++++ Records ++++

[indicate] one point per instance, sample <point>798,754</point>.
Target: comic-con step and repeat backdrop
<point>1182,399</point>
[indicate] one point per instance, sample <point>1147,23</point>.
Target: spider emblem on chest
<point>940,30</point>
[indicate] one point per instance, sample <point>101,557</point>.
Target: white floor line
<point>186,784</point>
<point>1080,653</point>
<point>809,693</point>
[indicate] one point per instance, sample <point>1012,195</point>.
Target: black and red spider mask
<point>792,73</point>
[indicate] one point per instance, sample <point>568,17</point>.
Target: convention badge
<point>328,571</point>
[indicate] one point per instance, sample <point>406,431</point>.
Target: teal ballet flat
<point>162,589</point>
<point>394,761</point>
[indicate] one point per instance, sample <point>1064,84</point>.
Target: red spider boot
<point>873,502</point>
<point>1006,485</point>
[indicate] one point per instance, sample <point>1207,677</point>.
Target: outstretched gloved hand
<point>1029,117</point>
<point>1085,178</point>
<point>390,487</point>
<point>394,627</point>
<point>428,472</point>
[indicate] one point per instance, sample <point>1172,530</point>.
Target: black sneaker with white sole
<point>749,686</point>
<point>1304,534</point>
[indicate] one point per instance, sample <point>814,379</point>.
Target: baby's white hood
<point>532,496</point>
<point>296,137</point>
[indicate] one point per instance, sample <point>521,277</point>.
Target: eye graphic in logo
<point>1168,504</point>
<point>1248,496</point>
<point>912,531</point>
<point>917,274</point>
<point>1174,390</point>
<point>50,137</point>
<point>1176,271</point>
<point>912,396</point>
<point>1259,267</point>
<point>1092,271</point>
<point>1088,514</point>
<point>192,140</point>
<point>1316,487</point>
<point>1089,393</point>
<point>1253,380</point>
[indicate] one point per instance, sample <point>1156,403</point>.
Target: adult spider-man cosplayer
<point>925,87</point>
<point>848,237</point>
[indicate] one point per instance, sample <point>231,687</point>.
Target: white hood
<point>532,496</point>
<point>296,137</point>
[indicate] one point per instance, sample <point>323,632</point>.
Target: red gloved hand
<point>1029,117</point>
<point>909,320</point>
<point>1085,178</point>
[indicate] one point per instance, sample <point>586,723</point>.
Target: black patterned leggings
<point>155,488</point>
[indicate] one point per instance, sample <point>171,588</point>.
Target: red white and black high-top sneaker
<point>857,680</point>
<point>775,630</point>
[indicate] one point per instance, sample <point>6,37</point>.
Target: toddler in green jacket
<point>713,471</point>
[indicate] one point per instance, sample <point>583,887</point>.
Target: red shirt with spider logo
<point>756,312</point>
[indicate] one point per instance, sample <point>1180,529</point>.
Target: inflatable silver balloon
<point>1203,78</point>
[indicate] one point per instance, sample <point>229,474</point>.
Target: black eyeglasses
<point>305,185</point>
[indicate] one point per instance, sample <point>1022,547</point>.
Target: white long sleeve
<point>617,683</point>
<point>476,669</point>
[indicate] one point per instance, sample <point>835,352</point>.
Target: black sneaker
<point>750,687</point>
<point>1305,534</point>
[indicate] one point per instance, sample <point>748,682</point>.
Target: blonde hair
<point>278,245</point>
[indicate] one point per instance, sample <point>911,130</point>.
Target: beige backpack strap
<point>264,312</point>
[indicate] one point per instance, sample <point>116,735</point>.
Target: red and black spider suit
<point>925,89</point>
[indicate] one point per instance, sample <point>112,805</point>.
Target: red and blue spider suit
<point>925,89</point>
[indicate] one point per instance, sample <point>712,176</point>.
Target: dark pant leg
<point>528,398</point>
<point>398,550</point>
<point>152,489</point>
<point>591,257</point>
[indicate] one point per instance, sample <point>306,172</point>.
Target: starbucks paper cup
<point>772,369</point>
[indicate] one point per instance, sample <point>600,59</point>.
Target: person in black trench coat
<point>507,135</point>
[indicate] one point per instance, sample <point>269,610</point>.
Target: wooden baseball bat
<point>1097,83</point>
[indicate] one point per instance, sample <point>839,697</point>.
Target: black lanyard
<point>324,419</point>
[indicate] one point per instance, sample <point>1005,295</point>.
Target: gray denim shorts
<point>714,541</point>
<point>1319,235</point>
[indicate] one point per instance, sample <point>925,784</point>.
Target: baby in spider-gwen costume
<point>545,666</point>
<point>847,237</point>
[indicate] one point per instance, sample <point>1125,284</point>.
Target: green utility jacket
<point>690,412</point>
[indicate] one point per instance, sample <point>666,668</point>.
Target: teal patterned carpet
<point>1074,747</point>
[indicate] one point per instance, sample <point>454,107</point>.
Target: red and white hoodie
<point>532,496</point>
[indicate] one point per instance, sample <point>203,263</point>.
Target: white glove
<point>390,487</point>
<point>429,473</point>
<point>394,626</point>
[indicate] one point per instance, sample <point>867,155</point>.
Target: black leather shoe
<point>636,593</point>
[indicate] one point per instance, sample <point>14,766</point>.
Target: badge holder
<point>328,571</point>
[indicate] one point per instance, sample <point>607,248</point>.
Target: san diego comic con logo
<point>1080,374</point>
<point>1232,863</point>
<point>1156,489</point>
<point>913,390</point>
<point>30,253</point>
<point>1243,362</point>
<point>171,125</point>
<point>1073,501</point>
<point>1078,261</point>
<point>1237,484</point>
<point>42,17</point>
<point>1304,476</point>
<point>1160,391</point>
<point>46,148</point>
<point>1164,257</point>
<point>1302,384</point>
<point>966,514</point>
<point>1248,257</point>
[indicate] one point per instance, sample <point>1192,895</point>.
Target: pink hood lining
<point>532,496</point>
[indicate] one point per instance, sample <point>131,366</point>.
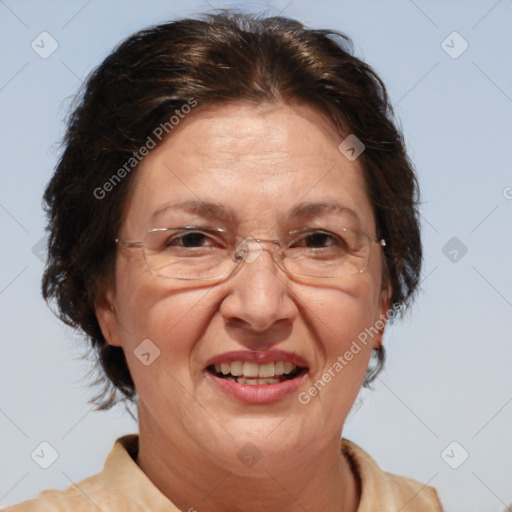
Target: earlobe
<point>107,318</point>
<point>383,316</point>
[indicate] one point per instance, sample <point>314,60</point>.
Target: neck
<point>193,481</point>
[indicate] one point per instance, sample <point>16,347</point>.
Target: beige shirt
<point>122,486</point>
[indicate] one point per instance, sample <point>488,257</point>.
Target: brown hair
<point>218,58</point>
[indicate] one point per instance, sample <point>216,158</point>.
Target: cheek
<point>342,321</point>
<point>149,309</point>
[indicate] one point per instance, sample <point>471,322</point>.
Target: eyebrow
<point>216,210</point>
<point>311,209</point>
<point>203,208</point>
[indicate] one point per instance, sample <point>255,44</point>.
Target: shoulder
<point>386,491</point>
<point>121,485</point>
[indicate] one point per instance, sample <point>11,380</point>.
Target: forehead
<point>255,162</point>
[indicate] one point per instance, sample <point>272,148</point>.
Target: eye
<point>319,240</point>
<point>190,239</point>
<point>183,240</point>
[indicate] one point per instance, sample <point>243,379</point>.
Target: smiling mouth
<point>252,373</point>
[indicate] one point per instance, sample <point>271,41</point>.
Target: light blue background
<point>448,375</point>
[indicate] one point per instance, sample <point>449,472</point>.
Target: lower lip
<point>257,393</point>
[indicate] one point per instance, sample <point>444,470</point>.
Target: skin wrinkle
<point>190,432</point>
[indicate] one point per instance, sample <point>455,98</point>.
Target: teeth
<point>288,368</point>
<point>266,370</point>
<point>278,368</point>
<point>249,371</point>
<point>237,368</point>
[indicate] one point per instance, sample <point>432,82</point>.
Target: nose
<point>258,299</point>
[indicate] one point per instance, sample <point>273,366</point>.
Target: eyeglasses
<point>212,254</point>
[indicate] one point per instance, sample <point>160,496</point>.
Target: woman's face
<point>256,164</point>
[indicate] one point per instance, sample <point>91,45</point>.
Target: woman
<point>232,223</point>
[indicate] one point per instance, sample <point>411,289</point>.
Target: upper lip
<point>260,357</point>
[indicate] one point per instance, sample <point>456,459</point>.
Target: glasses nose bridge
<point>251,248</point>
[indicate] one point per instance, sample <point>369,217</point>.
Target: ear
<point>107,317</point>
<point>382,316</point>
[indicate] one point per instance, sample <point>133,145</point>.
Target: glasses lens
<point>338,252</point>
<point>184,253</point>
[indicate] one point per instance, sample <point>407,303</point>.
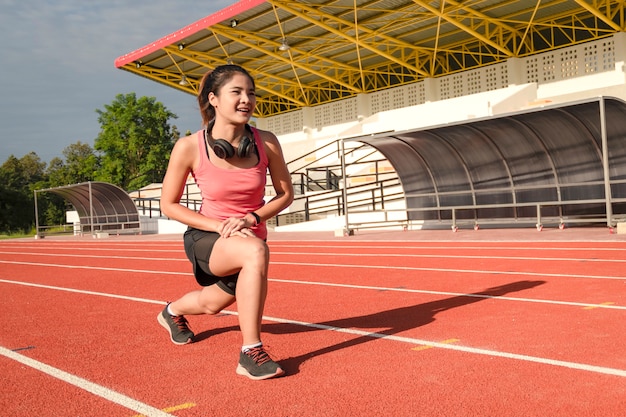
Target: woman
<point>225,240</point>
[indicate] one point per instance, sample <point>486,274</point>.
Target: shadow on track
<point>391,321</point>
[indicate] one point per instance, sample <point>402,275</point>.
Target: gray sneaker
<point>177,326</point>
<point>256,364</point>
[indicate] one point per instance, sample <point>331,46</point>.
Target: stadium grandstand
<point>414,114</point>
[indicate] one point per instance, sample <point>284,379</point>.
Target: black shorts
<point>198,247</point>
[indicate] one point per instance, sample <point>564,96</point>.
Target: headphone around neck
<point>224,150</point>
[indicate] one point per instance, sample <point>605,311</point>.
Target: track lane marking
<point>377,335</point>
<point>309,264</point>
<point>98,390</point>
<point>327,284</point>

++++

* **What to do**
Your task is to reproduce, exactly and exclusively, the lines from the one holding "instance, sample <point>402,275</point>." through the final line of the listing.

* **Completed task**
[indicate] one point per instance, sample <point>402,275</point>.
Target: gray sneaker
<point>177,326</point>
<point>256,364</point>
[indicate] one point per instance, sample <point>331,46</point>.
Target: stadium grandstand
<point>414,114</point>
[indicate] one point per instance, sample <point>284,379</point>.
Target: black shorts
<point>198,247</point>
[indicate] one point per instance, sample <point>564,96</point>.
Target: headphone around neck
<point>224,150</point>
[indicate] one point per instance, sample <point>605,311</point>.
Target: track lane marking
<point>377,335</point>
<point>309,264</point>
<point>98,390</point>
<point>327,284</point>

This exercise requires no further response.